-- Start of Page excerpt --
Package 'striprtf' reference manual

Title:	Extract Text from RTF File
Description:	Extracts plain text from RTF (Rich Text Format) file.
Authors:	Kota Mori [aut, cre]
Maintainer:	Kota Mori <[email protected]>
License:	MIT + file LICENSE
Version:	0.6.0
Built:	2025-02-05 03:24:39 UTC
Source:	https://github.com/kota7/striprtf

Test if a file looks like an RTF

Description

Validate if a file looks like an RTF. The test should be seen as a minimal requirement; If failed, the file is highly likely that the file is invalid, while passed, there is still possibility that the file does not follw the rule of RTF files.

Usage

looks_rtf(con, n = 1000)
looks_rtf(con, n = 1000)

Arguments

`con`	A connection object or string of file name
`n`	Integer that specifies the length of contents to be tested. If smaller than 10, forced to 10.

Value

Logical.

Extract Text from RTF (Rich Text Format) File

Description

Parses an RTF file and extracts plain text as character vector.

Usage

read_rtf(
  file,
  verbose = FALSE,
  row_start = "*| ",
  row_end = "",
  cell_end = " | ",
  ignore_tables = FALSE,
  check_file = TRUE,
  ...
)

strip_rtf(
  text,
  verbose = FALSE,
  row_start = "*| ",
  row_end = "",
  cell_end = " | ",
  ignore_tables = FALSE
)
-- End of Page excerpt --
> [Written problem 1]
Answer these questions from the striprtf manual:
(a) Under what license is the package released?
(b) What happens to the argument `n` if it is set to a value smaller than 10?
(c) What kind of value does `looks_rtf` return?
> [Written problem 2]
Translate this sentence from the striprtf manual into Spanish: "Validate if a file looks like an RTF."
The records have nothing to do with the striprtf manual.
-- Start of Given information --
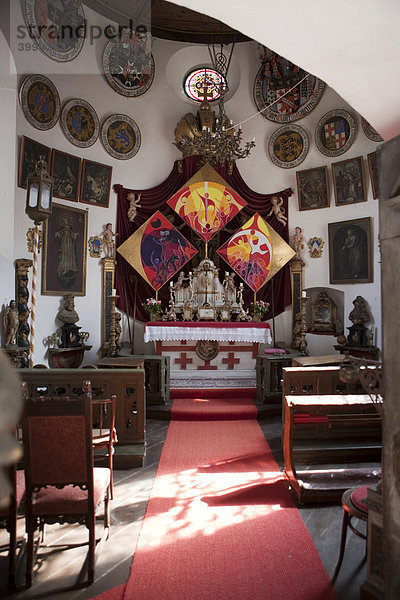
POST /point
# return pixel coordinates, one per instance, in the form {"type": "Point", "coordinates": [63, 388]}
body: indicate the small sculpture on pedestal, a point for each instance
{"type": "Point", "coordinates": [10, 324]}
{"type": "Point", "coordinates": [358, 333]}
{"type": "Point", "coordinates": [69, 331]}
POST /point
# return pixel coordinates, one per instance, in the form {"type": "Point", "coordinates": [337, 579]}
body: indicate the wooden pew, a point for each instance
{"type": "Point", "coordinates": [126, 384]}
{"type": "Point", "coordinates": [332, 435]}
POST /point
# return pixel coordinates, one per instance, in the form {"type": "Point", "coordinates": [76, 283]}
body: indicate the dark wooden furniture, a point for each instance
{"type": "Point", "coordinates": [367, 352]}
{"type": "Point", "coordinates": [330, 444]}
{"type": "Point", "coordinates": [354, 506]}
{"type": "Point", "coordinates": [157, 374]}
{"type": "Point", "coordinates": [269, 375]}
{"type": "Point", "coordinates": [62, 485]}
{"type": "Point", "coordinates": [126, 384]}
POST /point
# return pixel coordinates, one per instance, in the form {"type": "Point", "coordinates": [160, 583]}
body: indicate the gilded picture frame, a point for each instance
{"type": "Point", "coordinates": [64, 252]}
{"type": "Point", "coordinates": [313, 188]}
{"type": "Point", "coordinates": [350, 251]}
{"type": "Point", "coordinates": [349, 181]}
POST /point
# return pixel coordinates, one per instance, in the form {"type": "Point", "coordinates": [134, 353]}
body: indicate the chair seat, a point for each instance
{"type": "Point", "coordinates": [358, 496]}
{"type": "Point", "coordinates": [70, 499]}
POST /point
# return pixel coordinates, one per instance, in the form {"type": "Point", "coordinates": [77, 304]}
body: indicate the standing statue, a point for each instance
{"type": "Point", "coordinates": [277, 210]}
{"type": "Point", "coordinates": [108, 241]}
{"type": "Point", "coordinates": [10, 324]}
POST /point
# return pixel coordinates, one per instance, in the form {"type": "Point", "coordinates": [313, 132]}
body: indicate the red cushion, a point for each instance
{"type": "Point", "coordinates": [358, 496]}
{"type": "Point", "coordinates": [70, 499]}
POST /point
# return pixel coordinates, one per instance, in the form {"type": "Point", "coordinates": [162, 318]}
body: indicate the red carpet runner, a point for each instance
{"type": "Point", "coordinates": [220, 523]}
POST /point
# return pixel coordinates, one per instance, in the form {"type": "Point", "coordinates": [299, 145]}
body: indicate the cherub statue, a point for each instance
{"type": "Point", "coordinates": [297, 239]}
{"type": "Point", "coordinates": [133, 205]}
{"type": "Point", "coordinates": [108, 241]}
{"type": "Point", "coordinates": [10, 323]}
{"type": "Point", "coordinates": [277, 210]}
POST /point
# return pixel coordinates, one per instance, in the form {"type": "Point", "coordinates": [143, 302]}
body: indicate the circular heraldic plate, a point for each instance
{"type": "Point", "coordinates": [80, 123]}
{"type": "Point", "coordinates": [335, 132]}
{"type": "Point", "coordinates": [40, 102]}
{"type": "Point", "coordinates": [58, 28]}
{"type": "Point", "coordinates": [288, 146]}
{"type": "Point", "coordinates": [120, 136]}
{"type": "Point", "coordinates": [129, 66]}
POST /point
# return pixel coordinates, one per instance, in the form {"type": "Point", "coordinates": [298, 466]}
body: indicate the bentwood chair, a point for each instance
{"type": "Point", "coordinates": [8, 516]}
{"type": "Point", "coordinates": [62, 485]}
{"type": "Point", "coordinates": [354, 506]}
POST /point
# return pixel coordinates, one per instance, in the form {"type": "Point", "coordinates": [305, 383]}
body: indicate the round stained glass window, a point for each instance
{"type": "Point", "coordinates": [204, 81]}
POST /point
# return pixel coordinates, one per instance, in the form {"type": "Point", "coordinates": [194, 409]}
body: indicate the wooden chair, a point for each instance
{"type": "Point", "coordinates": [8, 516]}
{"type": "Point", "coordinates": [62, 486]}
{"type": "Point", "coordinates": [353, 502]}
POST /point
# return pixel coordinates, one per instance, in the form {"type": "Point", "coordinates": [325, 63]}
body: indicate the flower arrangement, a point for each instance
{"type": "Point", "coordinates": [259, 308]}
{"type": "Point", "coordinates": [152, 306]}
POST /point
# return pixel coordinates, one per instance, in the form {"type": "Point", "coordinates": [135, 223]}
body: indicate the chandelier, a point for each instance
{"type": "Point", "coordinates": [212, 137]}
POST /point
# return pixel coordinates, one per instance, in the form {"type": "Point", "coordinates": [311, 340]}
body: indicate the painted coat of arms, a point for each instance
{"type": "Point", "coordinates": [284, 92]}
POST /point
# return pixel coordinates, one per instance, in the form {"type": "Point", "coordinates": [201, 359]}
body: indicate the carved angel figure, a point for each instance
{"type": "Point", "coordinates": [277, 210]}
{"type": "Point", "coordinates": [133, 205]}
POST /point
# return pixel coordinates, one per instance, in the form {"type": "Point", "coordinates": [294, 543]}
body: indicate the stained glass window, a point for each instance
{"type": "Point", "coordinates": [201, 80]}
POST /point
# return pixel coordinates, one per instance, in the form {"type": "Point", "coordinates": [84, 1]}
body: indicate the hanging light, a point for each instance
{"type": "Point", "coordinates": [39, 192]}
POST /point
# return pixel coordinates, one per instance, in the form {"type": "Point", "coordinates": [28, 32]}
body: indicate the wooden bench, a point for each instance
{"type": "Point", "coordinates": [126, 384]}
{"type": "Point", "coordinates": [332, 434]}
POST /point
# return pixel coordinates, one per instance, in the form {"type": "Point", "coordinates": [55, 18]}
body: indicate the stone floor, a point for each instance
{"type": "Point", "coordinates": [56, 570]}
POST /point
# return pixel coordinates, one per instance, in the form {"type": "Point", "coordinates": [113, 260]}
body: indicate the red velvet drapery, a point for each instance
{"type": "Point", "coordinates": [155, 198]}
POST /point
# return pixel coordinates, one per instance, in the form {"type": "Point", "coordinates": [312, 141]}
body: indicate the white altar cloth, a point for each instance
{"type": "Point", "coordinates": [221, 332]}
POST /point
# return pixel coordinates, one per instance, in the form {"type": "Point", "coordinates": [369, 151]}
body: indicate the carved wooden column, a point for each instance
{"type": "Point", "coordinates": [108, 265]}
{"type": "Point", "coordinates": [20, 356]}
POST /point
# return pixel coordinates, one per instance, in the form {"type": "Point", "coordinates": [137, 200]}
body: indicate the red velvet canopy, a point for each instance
{"type": "Point", "coordinates": [155, 198]}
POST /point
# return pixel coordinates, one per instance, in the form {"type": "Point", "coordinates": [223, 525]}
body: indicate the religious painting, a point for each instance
{"type": "Point", "coordinates": [350, 251]}
{"type": "Point", "coordinates": [256, 252]}
{"type": "Point", "coordinates": [66, 173]}
{"type": "Point", "coordinates": [373, 173]}
{"type": "Point", "coordinates": [348, 181]}
{"type": "Point", "coordinates": [282, 91]}
{"type": "Point", "coordinates": [128, 63]}
{"type": "Point", "coordinates": [40, 102]}
{"type": "Point", "coordinates": [157, 250]}
{"type": "Point", "coordinates": [335, 132]}
{"type": "Point", "coordinates": [206, 203]}
{"type": "Point", "coordinates": [95, 183]}
{"type": "Point", "coordinates": [120, 137]}
{"type": "Point", "coordinates": [64, 252]}
{"type": "Point", "coordinates": [312, 188]}
{"type": "Point", "coordinates": [288, 146]}
{"type": "Point", "coordinates": [30, 153]}
{"type": "Point", "coordinates": [57, 27]}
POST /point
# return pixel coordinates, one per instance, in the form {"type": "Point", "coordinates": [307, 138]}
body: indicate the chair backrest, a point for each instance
{"type": "Point", "coordinates": [57, 436]}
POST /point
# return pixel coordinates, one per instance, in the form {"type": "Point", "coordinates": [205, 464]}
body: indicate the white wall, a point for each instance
{"type": "Point", "coordinates": [157, 112]}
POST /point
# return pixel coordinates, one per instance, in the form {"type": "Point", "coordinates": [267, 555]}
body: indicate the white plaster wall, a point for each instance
{"type": "Point", "coordinates": [157, 113]}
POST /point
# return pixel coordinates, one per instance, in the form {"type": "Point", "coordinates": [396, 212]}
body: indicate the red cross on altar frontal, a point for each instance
{"type": "Point", "coordinates": [183, 361]}
{"type": "Point", "coordinates": [231, 361]}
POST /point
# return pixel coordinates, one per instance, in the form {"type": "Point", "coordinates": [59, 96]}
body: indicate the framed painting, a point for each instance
{"type": "Point", "coordinates": [30, 153]}
{"type": "Point", "coordinates": [349, 181]}
{"type": "Point", "coordinates": [95, 183]}
{"type": "Point", "coordinates": [66, 171]}
{"type": "Point", "coordinates": [64, 252]}
{"type": "Point", "coordinates": [373, 173]}
{"type": "Point", "coordinates": [312, 188]}
{"type": "Point", "coordinates": [350, 251]}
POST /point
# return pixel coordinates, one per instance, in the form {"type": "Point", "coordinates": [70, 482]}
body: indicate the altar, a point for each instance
{"type": "Point", "coordinates": [209, 347]}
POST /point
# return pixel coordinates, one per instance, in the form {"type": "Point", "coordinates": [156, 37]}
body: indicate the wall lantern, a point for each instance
{"type": "Point", "coordinates": [39, 191]}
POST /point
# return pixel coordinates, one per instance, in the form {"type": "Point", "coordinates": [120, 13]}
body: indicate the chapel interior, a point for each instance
{"type": "Point", "coordinates": [196, 204]}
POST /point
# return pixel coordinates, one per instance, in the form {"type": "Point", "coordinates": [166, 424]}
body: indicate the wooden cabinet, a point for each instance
{"type": "Point", "coordinates": [269, 369]}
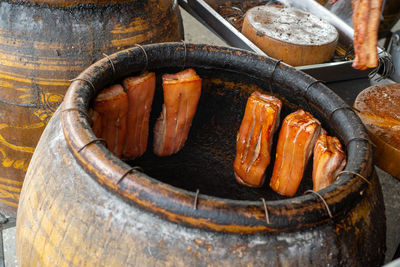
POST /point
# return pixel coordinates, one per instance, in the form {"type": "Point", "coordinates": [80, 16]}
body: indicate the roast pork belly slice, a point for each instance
{"type": "Point", "coordinates": [329, 160]}
{"type": "Point", "coordinates": [254, 139]}
{"type": "Point", "coordinates": [299, 132]}
{"type": "Point", "coordinates": [112, 105]}
{"type": "Point", "coordinates": [181, 95]}
{"type": "Point", "coordinates": [140, 90]}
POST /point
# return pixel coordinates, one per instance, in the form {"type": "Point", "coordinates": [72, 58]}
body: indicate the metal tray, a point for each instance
{"type": "Point", "coordinates": [329, 72]}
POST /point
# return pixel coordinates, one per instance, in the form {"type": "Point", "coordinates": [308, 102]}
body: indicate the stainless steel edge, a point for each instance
{"type": "Point", "coordinates": [329, 72]}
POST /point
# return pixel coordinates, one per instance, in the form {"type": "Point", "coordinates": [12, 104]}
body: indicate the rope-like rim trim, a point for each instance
{"type": "Point", "coordinates": [311, 84]}
{"type": "Point", "coordinates": [84, 80]}
{"type": "Point", "coordinates": [323, 201]}
{"type": "Point", "coordinates": [360, 139]}
{"type": "Point", "coordinates": [84, 113]}
{"type": "Point", "coordinates": [136, 168]}
{"type": "Point", "coordinates": [355, 173]}
{"type": "Point", "coordinates": [97, 140]}
{"type": "Point", "coordinates": [339, 108]}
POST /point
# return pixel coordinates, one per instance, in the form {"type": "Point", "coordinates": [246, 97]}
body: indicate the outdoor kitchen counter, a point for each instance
{"type": "Point", "coordinates": [196, 32]}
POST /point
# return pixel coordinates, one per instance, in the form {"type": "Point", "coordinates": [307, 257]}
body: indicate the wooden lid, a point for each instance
{"type": "Point", "coordinates": [290, 34]}
{"type": "Point", "coordinates": [379, 108]}
{"type": "Point", "coordinates": [291, 25]}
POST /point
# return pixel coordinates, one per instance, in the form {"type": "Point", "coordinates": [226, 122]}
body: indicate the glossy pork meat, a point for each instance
{"type": "Point", "coordinates": [299, 132]}
{"type": "Point", "coordinates": [254, 139]}
{"type": "Point", "coordinates": [366, 16]}
{"type": "Point", "coordinates": [112, 105]}
{"type": "Point", "coordinates": [140, 90]}
{"type": "Point", "coordinates": [329, 160]}
{"type": "Point", "coordinates": [181, 95]}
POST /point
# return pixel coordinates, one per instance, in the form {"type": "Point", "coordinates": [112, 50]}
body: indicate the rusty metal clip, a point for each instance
{"type": "Point", "coordinates": [196, 198]}
{"type": "Point", "coordinates": [145, 54]}
{"type": "Point", "coordinates": [271, 78]}
{"type": "Point", "coordinates": [92, 142]}
{"type": "Point", "coordinates": [354, 173]}
{"type": "Point", "coordinates": [266, 210]}
{"type": "Point", "coordinates": [112, 63]}
{"type": "Point", "coordinates": [323, 200]}
{"type": "Point", "coordinates": [136, 168]}
{"type": "Point", "coordinates": [184, 56]}
{"type": "Point", "coordinates": [84, 80]}
{"type": "Point", "coordinates": [88, 117]}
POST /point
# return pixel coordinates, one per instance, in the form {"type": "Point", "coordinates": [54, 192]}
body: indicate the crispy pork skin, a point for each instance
{"type": "Point", "coordinates": [254, 139]}
{"type": "Point", "coordinates": [299, 132]}
{"type": "Point", "coordinates": [181, 95]}
{"type": "Point", "coordinates": [329, 160]}
{"type": "Point", "coordinates": [112, 105]}
{"type": "Point", "coordinates": [140, 90]}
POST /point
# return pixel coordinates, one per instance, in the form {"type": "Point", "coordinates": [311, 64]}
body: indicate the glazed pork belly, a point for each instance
{"type": "Point", "coordinates": [254, 139]}
{"type": "Point", "coordinates": [112, 106]}
{"type": "Point", "coordinates": [181, 95]}
{"type": "Point", "coordinates": [140, 91]}
{"type": "Point", "coordinates": [329, 160]}
{"type": "Point", "coordinates": [299, 132]}
{"type": "Point", "coordinates": [366, 16]}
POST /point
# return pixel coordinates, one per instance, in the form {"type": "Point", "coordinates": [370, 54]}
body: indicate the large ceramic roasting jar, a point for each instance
{"type": "Point", "coordinates": [45, 43]}
{"type": "Point", "coordinates": [81, 206]}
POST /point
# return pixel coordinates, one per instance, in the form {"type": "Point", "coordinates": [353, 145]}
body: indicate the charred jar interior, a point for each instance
{"type": "Point", "coordinates": [167, 185]}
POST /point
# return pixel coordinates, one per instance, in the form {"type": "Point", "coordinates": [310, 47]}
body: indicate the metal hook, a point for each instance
{"type": "Point", "coordinates": [145, 54]}
{"type": "Point", "coordinates": [88, 117]}
{"type": "Point", "coordinates": [136, 168]}
{"type": "Point", "coordinates": [112, 63]}
{"type": "Point", "coordinates": [266, 210]}
{"type": "Point", "coordinates": [93, 141]}
{"type": "Point", "coordinates": [355, 173]}
{"type": "Point", "coordinates": [84, 80]}
{"type": "Point", "coordinates": [196, 197]}
{"type": "Point", "coordinates": [271, 78]}
{"type": "Point", "coordinates": [323, 200]}
{"type": "Point", "coordinates": [184, 56]}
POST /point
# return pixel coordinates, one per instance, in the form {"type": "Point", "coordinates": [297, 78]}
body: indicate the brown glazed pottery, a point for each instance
{"type": "Point", "coordinates": [45, 43]}
{"type": "Point", "coordinates": [81, 206]}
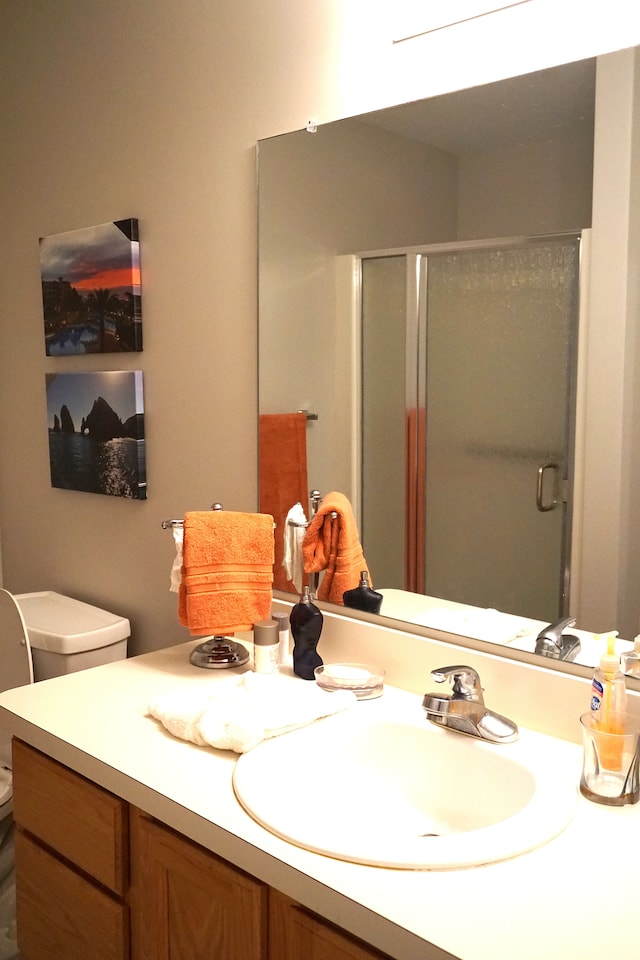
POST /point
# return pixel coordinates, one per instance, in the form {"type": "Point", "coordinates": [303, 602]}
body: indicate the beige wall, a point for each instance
{"type": "Point", "coordinates": [151, 109]}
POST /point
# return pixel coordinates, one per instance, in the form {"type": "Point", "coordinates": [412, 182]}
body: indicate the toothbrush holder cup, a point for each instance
{"type": "Point", "coordinates": [611, 757]}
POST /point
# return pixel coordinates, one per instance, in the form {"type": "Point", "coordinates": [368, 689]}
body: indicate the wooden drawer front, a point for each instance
{"type": "Point", "coordinates": [187, 904]}
{"type": "Point", "coordinates": [61, 915]}
{"type": "Point", "coordinates": [78, 819]}
{"type": "Point", "coordinates": [296, 934]}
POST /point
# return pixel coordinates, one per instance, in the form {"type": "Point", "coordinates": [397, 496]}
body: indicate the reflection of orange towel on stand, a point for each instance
{"type": "Point", "coordinates": [227, 571]}
{"type": "Point", "coordinates": [283, 477]}
{"type": "Point", "coordinates": [333, 545]}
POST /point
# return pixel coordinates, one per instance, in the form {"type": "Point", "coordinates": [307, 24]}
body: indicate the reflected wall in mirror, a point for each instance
{"type": "Point", "coordinates": [527, 157]}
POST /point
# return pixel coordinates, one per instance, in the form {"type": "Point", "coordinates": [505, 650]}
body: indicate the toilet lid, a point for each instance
{"type": "Point", "coordinates": [15, 652]}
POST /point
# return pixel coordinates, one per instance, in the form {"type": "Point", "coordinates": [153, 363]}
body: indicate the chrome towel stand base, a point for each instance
{"type": "Point", "coordinates": [218, 652]}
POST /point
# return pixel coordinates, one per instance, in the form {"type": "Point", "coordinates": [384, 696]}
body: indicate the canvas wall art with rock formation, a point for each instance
{"type": "Point", "coordinates": [91, 290]}
{"type": "Point", "coordinates": [96, 432]}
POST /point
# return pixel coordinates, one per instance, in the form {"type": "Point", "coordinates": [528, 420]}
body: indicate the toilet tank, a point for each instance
{"type": "Point", "coordinates": [67, 635]}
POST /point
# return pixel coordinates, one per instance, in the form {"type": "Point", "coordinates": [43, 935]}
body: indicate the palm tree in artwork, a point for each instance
{"type": "Point", "coordinates": [102, 301]}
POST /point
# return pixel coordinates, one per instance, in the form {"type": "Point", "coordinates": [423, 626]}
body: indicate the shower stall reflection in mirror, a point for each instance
{"type": "Point", "coordinates": [468, 358]}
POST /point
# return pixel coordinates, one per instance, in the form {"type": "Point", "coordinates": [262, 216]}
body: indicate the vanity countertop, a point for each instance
{"type": "Point", "coordinates": [546, 903]}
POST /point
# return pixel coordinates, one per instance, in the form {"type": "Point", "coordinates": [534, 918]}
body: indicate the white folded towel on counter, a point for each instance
{"type": "Point", "coordinates": [243, 711]}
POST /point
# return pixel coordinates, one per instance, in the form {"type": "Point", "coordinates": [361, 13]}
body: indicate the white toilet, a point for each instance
{"type": "Point", "coordinates": [43, 635]}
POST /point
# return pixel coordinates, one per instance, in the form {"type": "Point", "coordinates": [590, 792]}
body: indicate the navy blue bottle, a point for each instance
{"type": "Point", "coordinates": [363, 597]}
{"type": "Point", "coordinates": [306, 626]}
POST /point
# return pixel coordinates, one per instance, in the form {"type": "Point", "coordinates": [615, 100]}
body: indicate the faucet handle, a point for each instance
{"type": "Point", "coordinates": [465, 682]}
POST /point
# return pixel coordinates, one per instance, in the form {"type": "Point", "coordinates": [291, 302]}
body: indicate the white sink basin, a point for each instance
{"type": "Point", "coordinates": [363, 787]}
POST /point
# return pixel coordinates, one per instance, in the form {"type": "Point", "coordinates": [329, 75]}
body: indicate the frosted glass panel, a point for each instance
{"type": "Point", "coordinates": [501, 325]}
-- End of Given information --
> [Response 1]
(a) MIT + file LICENSE
(b) It is forced to 10.
(c) Logical.

> [Response 2]
Valida si un archivo parece un RTF.